» STATED TASK
Can you write out, word for word, the data from the line containing "Annotate the overcast" up to and including the last line of the data?

Location labeling data
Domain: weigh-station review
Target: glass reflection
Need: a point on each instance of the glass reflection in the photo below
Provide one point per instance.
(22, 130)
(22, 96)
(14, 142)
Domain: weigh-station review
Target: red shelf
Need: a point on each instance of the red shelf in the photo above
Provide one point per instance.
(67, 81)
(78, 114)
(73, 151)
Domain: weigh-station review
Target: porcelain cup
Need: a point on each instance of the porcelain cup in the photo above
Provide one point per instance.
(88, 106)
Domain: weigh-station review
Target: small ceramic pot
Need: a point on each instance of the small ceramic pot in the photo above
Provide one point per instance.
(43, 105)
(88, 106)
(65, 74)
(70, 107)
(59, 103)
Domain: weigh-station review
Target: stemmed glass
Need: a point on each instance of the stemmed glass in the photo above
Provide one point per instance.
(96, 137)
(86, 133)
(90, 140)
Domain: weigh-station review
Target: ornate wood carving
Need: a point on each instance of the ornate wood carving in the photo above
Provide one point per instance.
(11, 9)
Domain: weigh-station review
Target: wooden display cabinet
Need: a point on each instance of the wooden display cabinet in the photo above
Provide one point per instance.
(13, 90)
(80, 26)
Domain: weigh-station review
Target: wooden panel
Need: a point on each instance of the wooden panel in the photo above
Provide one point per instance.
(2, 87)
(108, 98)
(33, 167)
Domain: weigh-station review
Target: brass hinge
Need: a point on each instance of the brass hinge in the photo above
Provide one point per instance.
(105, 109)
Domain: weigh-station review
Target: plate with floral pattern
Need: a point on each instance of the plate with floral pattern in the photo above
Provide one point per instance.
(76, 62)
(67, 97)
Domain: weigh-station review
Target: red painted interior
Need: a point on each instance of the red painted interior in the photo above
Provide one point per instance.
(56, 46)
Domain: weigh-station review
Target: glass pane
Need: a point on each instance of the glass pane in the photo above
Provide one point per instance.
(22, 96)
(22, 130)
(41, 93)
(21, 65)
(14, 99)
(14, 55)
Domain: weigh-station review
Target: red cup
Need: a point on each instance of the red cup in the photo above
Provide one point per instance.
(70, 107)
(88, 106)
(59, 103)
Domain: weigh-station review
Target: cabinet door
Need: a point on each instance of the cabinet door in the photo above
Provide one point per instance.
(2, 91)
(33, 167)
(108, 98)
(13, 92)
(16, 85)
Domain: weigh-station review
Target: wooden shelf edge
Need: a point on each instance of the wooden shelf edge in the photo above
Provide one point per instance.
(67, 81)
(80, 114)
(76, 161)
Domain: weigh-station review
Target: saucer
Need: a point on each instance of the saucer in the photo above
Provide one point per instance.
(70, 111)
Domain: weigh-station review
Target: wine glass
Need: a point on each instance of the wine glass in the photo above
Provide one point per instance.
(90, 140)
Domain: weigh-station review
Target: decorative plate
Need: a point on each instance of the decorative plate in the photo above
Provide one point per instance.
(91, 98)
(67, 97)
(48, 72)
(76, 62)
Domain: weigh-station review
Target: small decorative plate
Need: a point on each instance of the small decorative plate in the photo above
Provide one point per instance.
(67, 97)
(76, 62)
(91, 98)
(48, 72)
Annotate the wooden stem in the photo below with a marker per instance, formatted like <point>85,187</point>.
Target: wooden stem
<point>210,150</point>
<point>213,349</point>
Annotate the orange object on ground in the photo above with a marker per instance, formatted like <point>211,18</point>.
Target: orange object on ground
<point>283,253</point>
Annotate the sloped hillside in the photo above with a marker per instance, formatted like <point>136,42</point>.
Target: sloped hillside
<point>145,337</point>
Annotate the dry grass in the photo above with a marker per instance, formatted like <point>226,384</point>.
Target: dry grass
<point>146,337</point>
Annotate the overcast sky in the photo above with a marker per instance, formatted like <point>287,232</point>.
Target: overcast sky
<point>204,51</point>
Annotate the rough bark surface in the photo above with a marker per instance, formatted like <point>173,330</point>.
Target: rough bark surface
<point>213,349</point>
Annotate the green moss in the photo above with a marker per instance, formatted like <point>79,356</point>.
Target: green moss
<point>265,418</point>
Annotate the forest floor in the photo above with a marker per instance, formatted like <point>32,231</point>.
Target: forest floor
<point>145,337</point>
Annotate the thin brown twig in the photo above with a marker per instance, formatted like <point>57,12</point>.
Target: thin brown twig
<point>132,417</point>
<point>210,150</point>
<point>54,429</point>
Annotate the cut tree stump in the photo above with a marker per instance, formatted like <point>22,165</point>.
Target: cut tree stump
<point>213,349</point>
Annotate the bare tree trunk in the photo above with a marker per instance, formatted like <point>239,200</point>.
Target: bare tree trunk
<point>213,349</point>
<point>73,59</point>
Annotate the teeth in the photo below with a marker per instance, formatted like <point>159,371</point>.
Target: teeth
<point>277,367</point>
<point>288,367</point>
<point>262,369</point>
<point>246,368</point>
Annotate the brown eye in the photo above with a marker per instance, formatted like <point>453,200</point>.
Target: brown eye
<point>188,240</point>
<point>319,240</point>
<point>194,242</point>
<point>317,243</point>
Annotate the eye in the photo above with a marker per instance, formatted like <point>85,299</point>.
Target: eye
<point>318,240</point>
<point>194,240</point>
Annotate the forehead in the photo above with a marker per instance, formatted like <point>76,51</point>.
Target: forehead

» WRITTEN RESPONSE
Annotate the overcast sky in the photo above with a marker per instance, formatted like <point>287,232</point>.
Target: overcast sky
<point>204,51</point>
Annotate the rough bark surface in the photo above with a marker per instance, formatted like <point>173,330</point>.
Target: rough bark surface
<point>213,349</point>
Annotate the green moss in the photo above with a marker per instance, formatted like <point>79,356</point>.
Target: green moss
<point>265,418</point>
Annotate the forest floor in the photo above with a marker per instance, formatted like <point>32,231</point>.
Target: forest floor
<point>145,337</point>
Annotate the thin brown twig in the photo above with a marker per instance, formatted like <point>57,12</point>.
Target: thin brown twig
<point>132,417</point>
<point>210,150</point>
<point>54,429</point>
Annotate the cut tree stump in the photo above with a marker per instance, formatted like <point>22,165</point>.
Target: cut tree stump
<point>213,349</point>
Annotate the bare tree trunk in the photo above with a marker per instance, formatted like <point>239,200</point>.
Target: bare tree trunk
<point>213,349</point>
<point>73,59</point>
Annotate the teeth in the photo below with a marker per instance, formatted like <point>159,371</point>.
Target: teeth
<point>277,367</point>
<point>288,367</point>
<point>262,369</point>
<point>246,368</point>
Annotate the brown eye in the photo above with a marker per instance, formatted like <point>453,200</point>.
Target: brown eye
<point>188,240</point>
<point>319,240</point>
<point>194,242</point>
<point>317,243</point>
Annotate the eye in the photo above with a marker per instance, formatted like <point>85,299</point>.
Target: eye
<point>318,240</point>
<point>194,240</point>
Annotate the forehead in the photo above with a marker per instance, formatted like <point>76,51</point>.
Target: forehead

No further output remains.